Your objective => Present the data from the line containing "on the tree." through the final line as a Markdown table with the columns Row and Text, numbering each line and leaving out blank lines.
<<<<
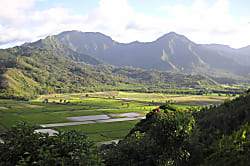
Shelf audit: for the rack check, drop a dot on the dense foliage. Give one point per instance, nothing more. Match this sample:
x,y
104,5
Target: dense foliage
x,y
27,72
25,147
160,139
212,136
222,133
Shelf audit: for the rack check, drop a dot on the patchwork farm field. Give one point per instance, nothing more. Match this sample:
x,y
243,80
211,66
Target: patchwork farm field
x,y
79,111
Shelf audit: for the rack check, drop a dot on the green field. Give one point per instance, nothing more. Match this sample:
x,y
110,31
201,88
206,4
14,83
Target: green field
x,y
61,106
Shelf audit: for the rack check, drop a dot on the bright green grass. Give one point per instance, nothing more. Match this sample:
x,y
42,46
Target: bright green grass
x,y
36,112
103,131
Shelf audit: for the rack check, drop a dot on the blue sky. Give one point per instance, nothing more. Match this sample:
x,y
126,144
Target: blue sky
x,y
202,21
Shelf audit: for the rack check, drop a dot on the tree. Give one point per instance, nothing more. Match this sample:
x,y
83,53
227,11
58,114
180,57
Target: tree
x,y
24,147
158,140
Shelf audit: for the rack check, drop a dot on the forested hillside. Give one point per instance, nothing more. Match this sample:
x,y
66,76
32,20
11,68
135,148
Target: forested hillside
x,y
170,52
30,71
170,136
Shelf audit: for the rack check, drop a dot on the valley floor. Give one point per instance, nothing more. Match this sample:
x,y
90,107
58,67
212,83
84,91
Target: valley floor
>>>>
Result below =>
| Row | Text |
|---|---|
| 1 | Shelf audit: for the rack check, drop a dot on the tree. Give one point per instance, nothing more. Match this sample: |
| 2 | x,y |
| 3 | 83,53 |
| 4 | 227,11 |
| 5 | 58,114 |
| 6 | 180,57 |
| 7 | Target: tree |
| 8 | x,y |
| 9 | 24,147 |
| 10 | 158,140 |
| 11 | Shelf audit: for the rack check, drop a dot on the forested hillside. Give one point per instance, nothing more. Match this sample: |
| 12 | x,y |
| 13 | 66,76 |
| 14 | 32,20 |
| 15 | 11,68 |
| 16 | 135,148 |
| 17 | Target: forested hillside |
| 18 | x,y |
| 19 | 170,52 |
| 20 | 30,71 |
| 21 | 170,136 |
| 22 | Shelf audit: for the rack check, drop a dot on the valley floor. Give one point per instance, nothing more. Match this sample: |
| 23 | x,y |
| 24 | 90,107 |
| 25 | 58,67 |
| 26 | 212,83 |
| 27 | 84,91 |
| 28 | Target: valley floor |